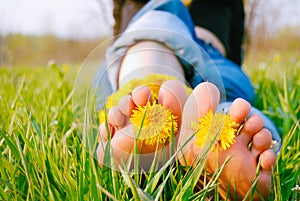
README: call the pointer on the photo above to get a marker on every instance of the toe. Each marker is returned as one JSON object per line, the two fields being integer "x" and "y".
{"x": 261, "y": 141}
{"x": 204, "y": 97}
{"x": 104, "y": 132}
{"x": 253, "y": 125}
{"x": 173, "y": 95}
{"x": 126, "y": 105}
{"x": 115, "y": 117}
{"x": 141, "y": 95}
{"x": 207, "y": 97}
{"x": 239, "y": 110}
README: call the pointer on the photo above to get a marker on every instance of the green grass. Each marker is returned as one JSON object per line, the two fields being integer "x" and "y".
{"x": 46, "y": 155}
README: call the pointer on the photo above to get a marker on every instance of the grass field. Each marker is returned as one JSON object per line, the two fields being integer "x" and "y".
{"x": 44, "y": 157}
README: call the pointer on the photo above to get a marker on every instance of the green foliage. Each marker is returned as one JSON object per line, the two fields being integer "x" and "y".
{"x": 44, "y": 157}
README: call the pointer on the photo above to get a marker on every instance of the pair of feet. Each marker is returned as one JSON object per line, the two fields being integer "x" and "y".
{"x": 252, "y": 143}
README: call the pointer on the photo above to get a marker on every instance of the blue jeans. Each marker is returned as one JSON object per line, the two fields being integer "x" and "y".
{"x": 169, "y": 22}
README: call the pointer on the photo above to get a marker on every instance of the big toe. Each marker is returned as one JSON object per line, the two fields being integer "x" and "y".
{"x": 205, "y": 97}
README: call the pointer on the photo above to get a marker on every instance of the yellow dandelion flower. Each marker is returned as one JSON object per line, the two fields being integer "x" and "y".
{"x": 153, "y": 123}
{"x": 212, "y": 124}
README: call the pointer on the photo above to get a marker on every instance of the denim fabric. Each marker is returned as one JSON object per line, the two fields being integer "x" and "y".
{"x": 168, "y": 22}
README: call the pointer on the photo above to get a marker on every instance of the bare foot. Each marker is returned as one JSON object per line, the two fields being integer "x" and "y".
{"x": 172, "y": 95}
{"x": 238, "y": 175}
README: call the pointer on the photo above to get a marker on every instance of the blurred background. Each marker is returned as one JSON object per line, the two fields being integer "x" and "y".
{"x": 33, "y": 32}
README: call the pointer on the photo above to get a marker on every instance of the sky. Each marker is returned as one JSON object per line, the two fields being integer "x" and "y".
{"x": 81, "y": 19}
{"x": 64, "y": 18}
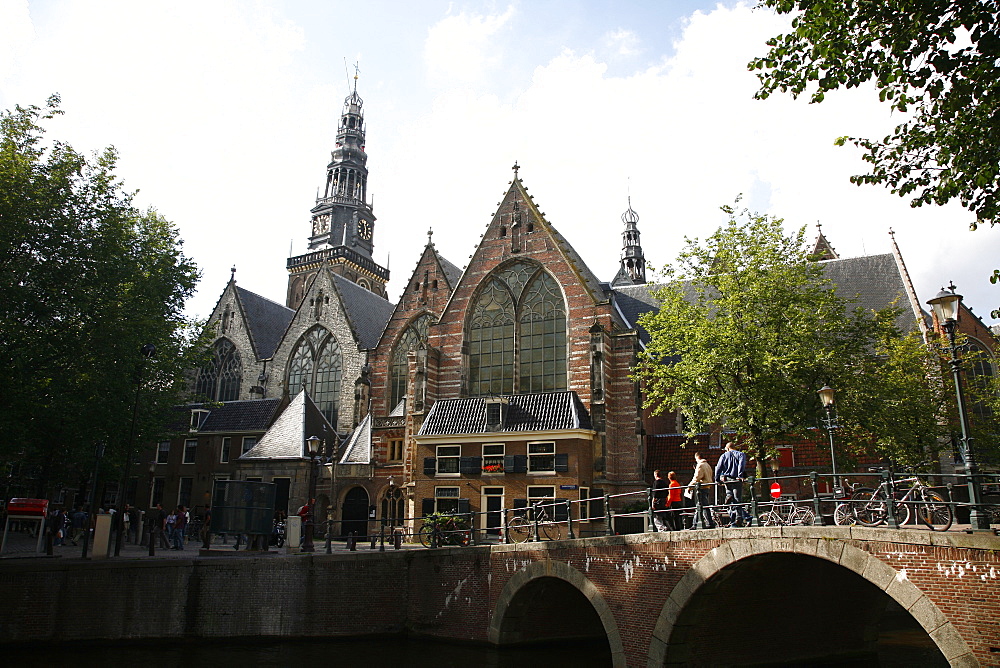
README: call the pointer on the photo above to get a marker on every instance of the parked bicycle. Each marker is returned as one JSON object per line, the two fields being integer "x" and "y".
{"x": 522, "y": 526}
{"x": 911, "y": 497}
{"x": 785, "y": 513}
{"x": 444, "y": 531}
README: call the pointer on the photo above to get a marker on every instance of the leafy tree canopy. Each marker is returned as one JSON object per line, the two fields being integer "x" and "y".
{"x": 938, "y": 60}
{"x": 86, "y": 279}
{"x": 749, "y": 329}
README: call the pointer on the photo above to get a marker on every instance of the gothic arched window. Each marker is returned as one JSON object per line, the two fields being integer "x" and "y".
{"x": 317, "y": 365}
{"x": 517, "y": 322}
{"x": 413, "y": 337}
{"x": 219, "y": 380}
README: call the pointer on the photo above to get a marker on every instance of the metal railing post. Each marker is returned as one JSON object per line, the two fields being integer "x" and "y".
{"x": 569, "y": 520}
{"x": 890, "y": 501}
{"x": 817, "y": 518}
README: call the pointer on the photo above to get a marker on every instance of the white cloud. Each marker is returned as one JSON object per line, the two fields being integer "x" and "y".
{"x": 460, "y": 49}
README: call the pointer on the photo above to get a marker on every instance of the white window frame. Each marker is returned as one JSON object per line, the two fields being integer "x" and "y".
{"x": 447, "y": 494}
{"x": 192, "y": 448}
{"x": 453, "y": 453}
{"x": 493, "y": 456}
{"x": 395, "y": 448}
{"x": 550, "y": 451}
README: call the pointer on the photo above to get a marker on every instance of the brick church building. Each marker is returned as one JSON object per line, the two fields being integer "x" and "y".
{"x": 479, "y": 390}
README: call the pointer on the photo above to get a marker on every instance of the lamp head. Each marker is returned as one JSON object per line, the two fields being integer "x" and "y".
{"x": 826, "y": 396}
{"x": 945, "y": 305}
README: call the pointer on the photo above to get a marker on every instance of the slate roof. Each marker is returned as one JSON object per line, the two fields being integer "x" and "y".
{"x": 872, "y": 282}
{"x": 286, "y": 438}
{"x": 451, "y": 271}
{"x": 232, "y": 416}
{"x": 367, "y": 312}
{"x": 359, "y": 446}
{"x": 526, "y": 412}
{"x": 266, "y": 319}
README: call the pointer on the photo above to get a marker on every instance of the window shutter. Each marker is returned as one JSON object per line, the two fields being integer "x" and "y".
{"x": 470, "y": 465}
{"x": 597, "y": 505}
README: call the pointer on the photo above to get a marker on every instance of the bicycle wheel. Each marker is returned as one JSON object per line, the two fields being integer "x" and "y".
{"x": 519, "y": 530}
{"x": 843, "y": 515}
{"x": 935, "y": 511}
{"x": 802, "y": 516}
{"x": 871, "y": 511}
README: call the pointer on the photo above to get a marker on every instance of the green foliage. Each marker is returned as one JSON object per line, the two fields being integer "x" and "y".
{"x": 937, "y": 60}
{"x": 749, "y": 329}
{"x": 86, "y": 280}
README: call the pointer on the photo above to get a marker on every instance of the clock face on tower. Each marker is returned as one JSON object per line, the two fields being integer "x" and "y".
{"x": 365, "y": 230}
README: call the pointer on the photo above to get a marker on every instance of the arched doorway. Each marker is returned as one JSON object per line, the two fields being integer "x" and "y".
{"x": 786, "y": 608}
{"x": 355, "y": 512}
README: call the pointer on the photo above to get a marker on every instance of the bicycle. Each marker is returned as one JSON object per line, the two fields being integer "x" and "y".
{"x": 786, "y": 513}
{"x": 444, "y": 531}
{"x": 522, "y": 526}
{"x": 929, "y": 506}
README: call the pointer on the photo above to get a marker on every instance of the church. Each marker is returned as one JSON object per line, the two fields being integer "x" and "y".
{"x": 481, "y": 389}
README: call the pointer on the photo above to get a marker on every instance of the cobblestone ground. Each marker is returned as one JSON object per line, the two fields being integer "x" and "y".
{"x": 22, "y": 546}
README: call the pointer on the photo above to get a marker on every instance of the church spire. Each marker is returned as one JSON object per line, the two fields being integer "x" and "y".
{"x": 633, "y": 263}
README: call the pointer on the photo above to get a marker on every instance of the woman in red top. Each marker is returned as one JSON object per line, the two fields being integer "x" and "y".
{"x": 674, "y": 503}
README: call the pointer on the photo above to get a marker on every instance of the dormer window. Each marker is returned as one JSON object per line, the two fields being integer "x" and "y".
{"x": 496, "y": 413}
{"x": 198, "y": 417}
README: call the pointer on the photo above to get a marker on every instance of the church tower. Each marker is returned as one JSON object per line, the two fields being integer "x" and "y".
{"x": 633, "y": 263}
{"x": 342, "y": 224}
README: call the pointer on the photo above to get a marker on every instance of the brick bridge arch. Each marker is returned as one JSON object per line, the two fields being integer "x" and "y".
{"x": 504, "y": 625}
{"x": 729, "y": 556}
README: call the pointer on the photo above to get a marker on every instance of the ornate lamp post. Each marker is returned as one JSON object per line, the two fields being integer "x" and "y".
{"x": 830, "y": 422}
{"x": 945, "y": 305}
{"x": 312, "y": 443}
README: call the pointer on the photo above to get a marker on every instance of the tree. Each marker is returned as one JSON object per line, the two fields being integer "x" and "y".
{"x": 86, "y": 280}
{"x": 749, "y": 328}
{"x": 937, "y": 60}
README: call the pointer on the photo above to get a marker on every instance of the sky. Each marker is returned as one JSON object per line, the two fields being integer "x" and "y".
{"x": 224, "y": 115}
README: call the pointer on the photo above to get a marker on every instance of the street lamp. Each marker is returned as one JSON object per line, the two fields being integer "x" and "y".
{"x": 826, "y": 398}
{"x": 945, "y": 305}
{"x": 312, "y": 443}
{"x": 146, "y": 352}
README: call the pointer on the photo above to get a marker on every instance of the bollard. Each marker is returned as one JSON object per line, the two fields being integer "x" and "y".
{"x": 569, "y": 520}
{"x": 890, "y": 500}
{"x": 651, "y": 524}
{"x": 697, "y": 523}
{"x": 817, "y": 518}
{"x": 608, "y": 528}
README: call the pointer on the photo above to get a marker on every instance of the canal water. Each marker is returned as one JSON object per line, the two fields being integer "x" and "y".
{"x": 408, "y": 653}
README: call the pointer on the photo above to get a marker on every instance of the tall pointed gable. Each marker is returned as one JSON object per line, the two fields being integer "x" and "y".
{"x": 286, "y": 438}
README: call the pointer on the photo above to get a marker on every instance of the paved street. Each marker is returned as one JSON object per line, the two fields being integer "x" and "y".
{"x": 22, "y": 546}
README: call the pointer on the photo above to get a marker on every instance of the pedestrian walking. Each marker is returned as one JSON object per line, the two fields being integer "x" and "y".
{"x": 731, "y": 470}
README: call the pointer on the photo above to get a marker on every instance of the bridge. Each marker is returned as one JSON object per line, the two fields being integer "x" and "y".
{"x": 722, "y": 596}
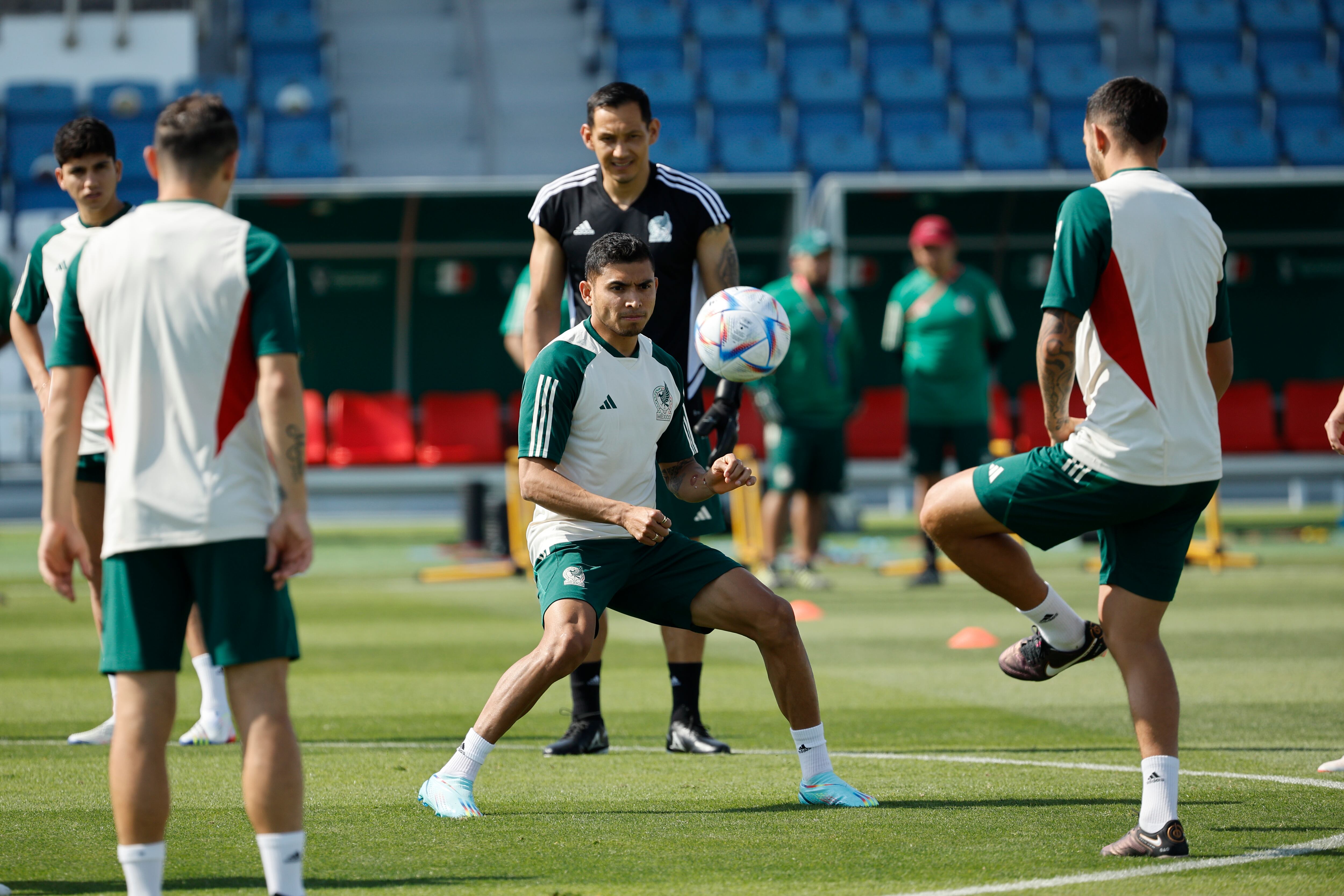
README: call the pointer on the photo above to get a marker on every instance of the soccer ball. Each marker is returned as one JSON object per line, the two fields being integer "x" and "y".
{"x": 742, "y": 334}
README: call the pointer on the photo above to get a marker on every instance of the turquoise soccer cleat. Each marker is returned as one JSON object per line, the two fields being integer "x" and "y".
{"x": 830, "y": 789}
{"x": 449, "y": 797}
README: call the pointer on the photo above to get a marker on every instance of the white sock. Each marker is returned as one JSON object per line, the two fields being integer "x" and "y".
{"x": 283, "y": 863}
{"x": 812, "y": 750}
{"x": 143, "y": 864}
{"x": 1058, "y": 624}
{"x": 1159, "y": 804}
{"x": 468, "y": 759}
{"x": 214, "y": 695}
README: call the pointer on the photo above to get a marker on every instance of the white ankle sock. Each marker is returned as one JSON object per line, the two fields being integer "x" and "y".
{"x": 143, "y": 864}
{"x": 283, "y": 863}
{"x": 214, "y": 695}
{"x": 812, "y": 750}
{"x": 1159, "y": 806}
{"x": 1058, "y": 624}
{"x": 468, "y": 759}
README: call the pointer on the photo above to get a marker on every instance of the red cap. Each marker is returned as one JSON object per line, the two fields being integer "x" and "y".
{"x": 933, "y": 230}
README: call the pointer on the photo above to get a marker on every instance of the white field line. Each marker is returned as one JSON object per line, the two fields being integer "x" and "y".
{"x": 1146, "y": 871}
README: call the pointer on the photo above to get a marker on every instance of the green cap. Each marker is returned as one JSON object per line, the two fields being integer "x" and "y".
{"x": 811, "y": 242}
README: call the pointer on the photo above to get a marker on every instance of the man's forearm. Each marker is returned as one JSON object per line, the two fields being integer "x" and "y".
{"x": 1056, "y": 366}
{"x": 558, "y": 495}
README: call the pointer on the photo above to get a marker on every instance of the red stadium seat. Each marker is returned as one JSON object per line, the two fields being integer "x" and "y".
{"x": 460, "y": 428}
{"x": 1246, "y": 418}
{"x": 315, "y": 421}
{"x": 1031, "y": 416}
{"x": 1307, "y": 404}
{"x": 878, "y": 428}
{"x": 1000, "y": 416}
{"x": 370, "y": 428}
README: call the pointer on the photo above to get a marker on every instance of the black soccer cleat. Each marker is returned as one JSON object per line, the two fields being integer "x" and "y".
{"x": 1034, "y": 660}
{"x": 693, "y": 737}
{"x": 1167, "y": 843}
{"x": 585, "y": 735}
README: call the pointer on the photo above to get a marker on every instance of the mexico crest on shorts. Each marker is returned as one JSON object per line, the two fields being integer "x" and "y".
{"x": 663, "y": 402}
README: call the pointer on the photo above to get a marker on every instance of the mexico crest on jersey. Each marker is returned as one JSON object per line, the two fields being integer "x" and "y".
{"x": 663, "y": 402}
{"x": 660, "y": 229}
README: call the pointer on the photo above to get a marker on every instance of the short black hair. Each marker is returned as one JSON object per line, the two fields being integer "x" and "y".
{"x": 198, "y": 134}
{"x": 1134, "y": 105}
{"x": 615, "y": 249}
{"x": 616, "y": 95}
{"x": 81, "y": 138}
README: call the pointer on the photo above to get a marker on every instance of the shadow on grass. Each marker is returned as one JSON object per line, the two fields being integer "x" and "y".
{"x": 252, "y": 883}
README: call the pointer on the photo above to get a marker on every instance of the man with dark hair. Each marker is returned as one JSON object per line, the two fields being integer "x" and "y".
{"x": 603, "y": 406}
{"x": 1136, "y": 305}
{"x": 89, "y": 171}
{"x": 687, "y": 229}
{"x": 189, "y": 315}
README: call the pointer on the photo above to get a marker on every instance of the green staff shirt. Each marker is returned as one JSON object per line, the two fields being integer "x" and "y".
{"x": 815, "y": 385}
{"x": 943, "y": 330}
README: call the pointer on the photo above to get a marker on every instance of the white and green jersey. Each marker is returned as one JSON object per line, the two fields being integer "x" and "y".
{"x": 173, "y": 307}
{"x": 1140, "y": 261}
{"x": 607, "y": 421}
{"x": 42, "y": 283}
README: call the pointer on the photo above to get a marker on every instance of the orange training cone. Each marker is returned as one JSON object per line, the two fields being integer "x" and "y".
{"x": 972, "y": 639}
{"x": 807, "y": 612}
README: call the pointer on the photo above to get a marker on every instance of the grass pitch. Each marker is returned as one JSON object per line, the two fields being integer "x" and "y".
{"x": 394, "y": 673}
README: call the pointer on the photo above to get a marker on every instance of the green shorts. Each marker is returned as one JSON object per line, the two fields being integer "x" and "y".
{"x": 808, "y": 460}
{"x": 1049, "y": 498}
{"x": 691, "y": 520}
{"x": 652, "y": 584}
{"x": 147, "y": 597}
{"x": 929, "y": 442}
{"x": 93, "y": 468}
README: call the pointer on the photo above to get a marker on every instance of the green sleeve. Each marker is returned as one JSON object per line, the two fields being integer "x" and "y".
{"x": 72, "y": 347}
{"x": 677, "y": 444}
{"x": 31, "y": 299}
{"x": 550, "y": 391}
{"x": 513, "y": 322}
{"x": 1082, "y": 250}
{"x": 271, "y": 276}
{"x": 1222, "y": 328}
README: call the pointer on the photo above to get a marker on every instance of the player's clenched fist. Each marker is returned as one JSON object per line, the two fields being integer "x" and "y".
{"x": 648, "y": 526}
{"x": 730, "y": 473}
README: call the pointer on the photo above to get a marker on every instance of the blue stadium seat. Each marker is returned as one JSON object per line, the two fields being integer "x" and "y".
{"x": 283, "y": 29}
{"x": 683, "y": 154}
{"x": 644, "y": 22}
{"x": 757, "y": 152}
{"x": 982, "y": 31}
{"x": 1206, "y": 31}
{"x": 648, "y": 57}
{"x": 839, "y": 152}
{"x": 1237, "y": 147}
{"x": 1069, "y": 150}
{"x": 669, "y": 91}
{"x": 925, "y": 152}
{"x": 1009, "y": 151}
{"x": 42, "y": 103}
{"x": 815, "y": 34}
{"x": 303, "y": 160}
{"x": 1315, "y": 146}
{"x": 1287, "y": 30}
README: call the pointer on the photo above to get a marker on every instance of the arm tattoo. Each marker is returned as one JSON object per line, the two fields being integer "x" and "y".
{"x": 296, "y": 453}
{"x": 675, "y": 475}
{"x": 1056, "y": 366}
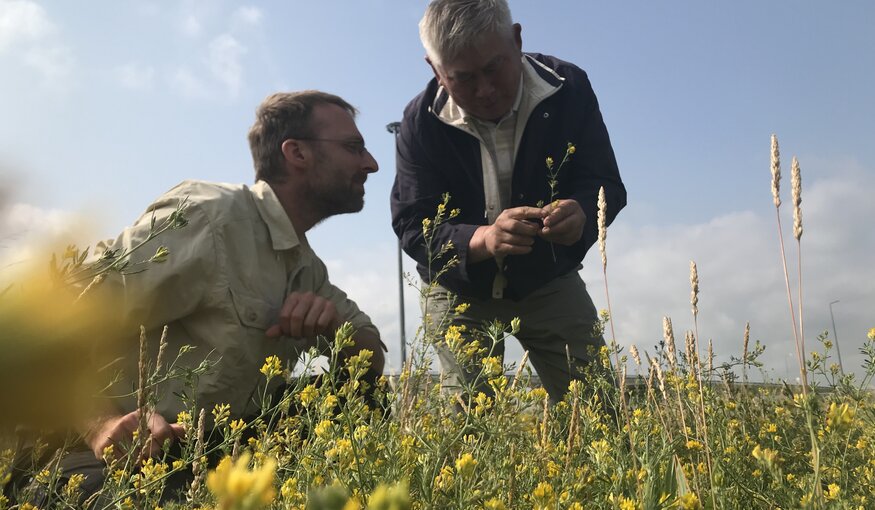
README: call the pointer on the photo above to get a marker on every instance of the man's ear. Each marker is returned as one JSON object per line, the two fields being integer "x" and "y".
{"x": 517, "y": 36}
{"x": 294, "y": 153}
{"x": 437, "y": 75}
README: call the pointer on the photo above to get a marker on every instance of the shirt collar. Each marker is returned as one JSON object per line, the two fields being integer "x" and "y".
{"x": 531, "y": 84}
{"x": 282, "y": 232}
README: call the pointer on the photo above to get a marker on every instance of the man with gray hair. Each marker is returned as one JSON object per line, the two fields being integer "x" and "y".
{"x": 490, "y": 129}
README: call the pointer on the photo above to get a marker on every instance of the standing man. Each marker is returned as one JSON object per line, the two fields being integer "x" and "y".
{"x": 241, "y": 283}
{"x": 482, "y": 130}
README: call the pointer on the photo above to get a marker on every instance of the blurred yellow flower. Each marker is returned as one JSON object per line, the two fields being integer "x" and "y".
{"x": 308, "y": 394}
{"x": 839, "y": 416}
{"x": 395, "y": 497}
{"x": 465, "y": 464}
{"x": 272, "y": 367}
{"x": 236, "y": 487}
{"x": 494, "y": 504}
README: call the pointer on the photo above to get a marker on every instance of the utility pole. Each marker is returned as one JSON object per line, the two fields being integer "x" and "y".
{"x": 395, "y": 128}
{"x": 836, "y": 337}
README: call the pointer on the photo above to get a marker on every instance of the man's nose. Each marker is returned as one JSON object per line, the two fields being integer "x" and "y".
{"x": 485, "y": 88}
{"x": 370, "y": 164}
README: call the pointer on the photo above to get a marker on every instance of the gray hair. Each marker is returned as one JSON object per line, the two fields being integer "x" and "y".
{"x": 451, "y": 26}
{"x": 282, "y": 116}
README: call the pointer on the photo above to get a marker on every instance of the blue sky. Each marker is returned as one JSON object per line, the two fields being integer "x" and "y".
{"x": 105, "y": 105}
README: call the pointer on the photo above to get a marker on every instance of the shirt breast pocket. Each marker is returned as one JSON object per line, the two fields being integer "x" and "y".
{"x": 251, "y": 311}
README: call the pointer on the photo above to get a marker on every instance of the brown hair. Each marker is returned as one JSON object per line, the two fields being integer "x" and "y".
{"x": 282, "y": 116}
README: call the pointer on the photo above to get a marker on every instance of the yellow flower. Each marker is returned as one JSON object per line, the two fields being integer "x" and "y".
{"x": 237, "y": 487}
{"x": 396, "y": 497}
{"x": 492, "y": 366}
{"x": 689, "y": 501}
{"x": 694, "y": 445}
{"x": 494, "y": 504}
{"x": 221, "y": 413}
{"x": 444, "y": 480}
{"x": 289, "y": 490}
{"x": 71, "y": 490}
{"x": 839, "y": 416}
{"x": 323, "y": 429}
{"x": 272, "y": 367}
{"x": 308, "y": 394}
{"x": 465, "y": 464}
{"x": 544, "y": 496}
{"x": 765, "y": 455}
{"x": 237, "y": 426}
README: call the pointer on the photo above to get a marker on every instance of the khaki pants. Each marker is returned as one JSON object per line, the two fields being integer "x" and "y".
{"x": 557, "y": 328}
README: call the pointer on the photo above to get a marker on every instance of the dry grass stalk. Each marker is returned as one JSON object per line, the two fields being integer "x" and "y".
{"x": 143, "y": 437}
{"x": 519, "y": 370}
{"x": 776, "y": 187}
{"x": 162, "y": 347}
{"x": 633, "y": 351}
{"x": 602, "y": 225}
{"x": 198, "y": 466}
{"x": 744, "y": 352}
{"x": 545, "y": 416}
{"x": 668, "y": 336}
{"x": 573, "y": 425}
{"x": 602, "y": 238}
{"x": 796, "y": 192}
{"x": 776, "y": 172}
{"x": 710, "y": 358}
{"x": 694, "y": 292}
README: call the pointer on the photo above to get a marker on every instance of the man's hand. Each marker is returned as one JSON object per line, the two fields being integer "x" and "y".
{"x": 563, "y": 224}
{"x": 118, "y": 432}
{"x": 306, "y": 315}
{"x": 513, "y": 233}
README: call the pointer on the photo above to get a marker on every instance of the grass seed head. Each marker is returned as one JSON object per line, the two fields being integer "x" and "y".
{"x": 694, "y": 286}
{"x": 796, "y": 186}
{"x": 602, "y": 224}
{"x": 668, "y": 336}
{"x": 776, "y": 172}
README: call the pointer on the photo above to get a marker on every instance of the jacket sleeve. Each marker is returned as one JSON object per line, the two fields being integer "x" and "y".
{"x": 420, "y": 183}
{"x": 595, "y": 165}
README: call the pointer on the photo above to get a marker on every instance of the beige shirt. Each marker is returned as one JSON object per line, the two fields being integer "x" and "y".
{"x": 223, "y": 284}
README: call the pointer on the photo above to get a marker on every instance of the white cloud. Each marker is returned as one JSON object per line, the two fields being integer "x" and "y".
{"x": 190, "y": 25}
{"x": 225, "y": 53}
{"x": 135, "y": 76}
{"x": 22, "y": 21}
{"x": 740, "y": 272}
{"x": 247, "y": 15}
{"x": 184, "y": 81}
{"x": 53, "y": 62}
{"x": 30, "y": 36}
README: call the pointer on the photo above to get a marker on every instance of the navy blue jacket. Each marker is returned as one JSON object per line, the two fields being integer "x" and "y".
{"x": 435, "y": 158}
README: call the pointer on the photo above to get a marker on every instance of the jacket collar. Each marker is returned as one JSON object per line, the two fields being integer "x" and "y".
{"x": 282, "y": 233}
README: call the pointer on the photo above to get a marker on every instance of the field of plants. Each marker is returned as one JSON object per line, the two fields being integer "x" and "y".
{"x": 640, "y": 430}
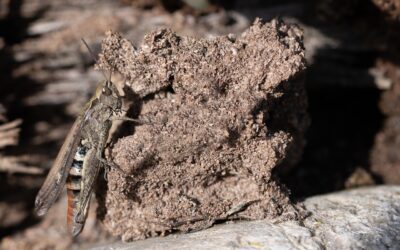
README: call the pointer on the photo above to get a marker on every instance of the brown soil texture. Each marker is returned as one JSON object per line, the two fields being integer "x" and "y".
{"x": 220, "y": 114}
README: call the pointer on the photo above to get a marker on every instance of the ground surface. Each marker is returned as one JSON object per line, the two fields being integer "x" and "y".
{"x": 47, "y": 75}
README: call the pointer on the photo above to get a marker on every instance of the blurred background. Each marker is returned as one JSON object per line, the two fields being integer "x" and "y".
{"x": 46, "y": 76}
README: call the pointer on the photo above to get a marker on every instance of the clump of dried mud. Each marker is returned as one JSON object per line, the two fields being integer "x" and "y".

What you need to do: Take the line in which "the brown soil" occurs and each subsequent line through the end; give these lines again without alteration.

Task response:
README: call the pointer on the photo above to get a marker on every instance of the brown soil texture. Each marker is returned as one JSON object per line, the two fields being integer "x" and "y".
{"x": 220, "y": 114}
README: call the pointer on the photo above to get a marker on every instance of the ground surface. Each marker is returned as one JSON object per line, the two fields being integer "x" and "y".
{"x": 47, "y": 75}
README: call the pointer on the photo above to get a marker on every instance of the blurred background. Each marker is returned as one JSON object per line, the two fields being integer "x" and "y".
{"x": 46, "y": 76}
README: call the pointer on the photo above to get a marker on every instance of the clump of dried mud. Each marker is returned as one JSON object per line, the two fields being integer "x" and "y".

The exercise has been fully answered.